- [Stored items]
* * *
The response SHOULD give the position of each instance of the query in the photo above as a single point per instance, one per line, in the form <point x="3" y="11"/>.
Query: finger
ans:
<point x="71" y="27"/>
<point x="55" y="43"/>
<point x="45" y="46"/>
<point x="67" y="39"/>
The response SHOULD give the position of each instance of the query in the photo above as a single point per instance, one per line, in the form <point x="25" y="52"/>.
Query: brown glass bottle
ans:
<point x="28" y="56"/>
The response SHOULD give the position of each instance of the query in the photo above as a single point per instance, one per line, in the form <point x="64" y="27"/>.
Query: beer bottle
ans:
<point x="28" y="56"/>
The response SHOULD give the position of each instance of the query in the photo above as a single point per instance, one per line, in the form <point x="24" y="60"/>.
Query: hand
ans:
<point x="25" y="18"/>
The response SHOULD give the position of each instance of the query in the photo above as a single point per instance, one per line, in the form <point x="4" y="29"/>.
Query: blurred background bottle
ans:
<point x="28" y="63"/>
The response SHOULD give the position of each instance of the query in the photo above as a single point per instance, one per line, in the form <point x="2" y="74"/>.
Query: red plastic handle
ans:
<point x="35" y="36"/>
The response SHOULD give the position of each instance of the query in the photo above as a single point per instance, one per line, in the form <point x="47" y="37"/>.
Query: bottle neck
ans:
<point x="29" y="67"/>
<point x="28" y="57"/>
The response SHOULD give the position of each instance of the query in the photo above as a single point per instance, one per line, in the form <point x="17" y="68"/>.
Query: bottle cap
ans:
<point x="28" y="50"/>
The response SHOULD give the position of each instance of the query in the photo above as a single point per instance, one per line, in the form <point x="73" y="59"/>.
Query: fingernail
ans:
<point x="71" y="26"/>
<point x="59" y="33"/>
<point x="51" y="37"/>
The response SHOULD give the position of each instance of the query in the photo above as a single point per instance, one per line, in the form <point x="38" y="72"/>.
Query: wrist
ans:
* * *
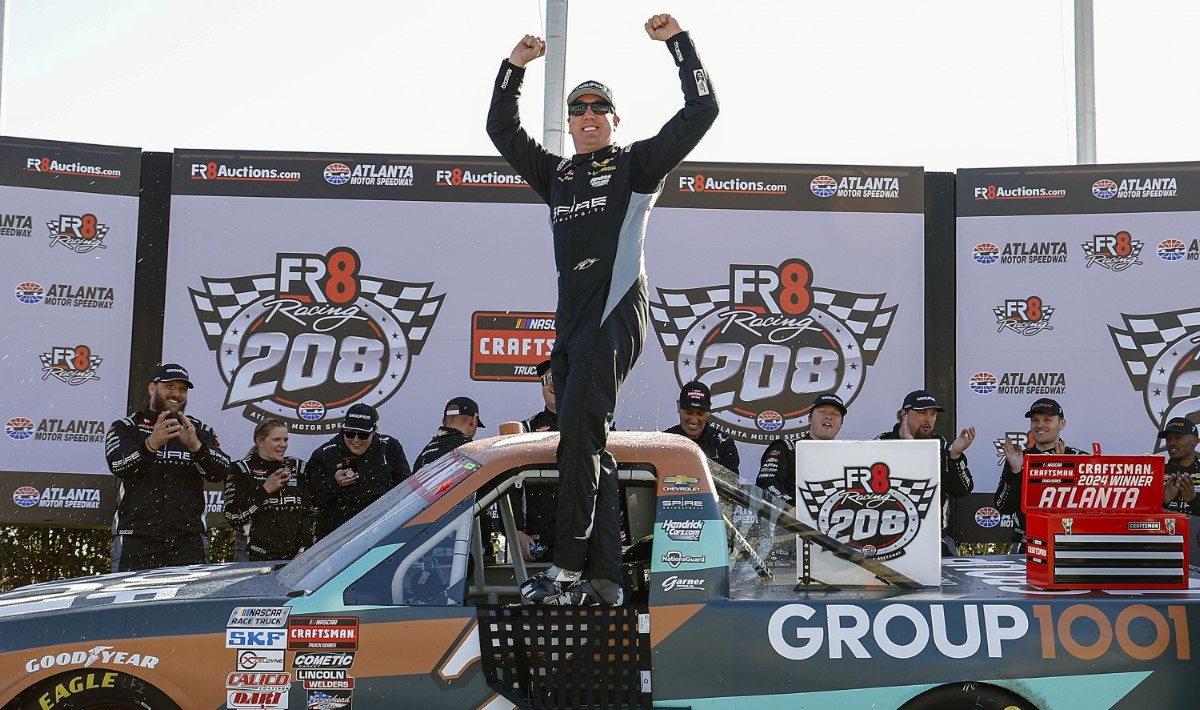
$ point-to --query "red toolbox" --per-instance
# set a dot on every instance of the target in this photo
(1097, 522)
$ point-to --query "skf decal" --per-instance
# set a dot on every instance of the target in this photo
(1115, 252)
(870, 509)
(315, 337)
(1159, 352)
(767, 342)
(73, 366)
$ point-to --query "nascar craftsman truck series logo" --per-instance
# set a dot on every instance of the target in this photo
* * *
- [Work to be completed]
Search the data for "bottle" and list every line in which it occurs.

- [Solution below]
Query: brown glass bottle
Query: beer bottle
Query: blurred background bottle
Query: bottle neck
Query: bottle cap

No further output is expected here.